§ 作業内容: 運動の頻度と時間についての抜粋から、研究で対象者が分けられたグループをすべて書き出してください。

§ 抜粋:
>>
こんにちは。銀座のコンディショニングジム「フィジカルラボ銀座」の川越康平です。
前回の記事では「運動頻度と実施時間で身体機能への影響はどう変わる?」というテーマで白岩加代子さんらによる2017年の研究をご紹介しました。今回はそのデータをふまえて、実際にどのように運動をしていくべきかをお話ししていきたいと思います。
前回のおさらい
この研究では、対象者を「運動なし」「毎日30分未満」「ときどき30分以上」「毎日30分以上」の4つのグループに分けて、それぞれの身体機能と体脂肪率の差を比較しています。
結果として興味深かったのは次の3点です。
・「毎日30分以上」運動している人は、身体機能が明らかに高かった
・毎日運動していても「30分未満」の場合、「運動なし」と大きな差が見られなかった
・ただし体脂肪率については、「運動なし」より「30分未満」の方が有意に低かった
この結果から、次のように考えることができそうです。
身体機能を高めたいのであれば、毎日30分以上の運動が一つの目安になる
一方で、生活習慣病の予防などを目的とする場合は、30分未満でも「毎日体を動かす」ことが効果的であるということです。
ただし、運動強度によっては毎日行わない方が良い
上記で毎日30分の運動をすることで身体機能が高まるとまとめましたが、気をつけなければいけないことがあります。
それは運動強度や運動内容などによって“適切な頻度や休息”は変わるということです。
例えば、
・「ウォーキングなどの低強度な運動」と、
・「筋力をつけるための高強度トレーニング」では、
必要な回復時間も運動頻度も全く違います。
ウエイトトレーニングなどの場合は筋肉の回復のために中2~3日空けることが理想的です。毎日実施する場合は胸、背中、脚など部位を分ける必要があります。
一方で軽度な有酸素運動や身体機能を調整するためのエクササイズなどは基本的には毎日取り入れても問題ありません。むしろ今回紹介した内容のように毎日30分間の運動を取り入れることが身体機能の維持には重要と考えられます。
<<
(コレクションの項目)
>>
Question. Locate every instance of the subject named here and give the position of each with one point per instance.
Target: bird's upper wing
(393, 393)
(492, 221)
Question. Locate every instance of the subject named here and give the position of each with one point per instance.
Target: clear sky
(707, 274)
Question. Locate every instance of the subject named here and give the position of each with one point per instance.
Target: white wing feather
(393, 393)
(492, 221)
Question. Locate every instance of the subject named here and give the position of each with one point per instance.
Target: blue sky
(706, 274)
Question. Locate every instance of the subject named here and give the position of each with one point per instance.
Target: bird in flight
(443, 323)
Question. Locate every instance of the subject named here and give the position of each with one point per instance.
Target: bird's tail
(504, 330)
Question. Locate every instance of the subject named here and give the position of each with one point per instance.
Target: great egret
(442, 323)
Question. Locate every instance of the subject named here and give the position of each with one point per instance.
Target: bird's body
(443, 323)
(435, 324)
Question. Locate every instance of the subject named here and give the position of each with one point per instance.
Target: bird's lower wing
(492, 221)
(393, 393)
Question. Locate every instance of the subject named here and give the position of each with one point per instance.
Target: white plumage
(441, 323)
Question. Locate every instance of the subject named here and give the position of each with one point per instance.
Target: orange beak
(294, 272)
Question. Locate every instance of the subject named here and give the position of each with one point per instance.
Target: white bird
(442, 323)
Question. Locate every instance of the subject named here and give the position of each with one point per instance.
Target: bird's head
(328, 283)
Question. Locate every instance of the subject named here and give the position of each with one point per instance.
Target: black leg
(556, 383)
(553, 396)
<<
>>
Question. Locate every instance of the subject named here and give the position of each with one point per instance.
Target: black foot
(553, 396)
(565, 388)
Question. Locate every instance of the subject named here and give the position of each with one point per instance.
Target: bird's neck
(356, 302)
<<
§ 正解: 「運動なし」「毎日30分未満」「ときどき30分以上」「毎日30分以上」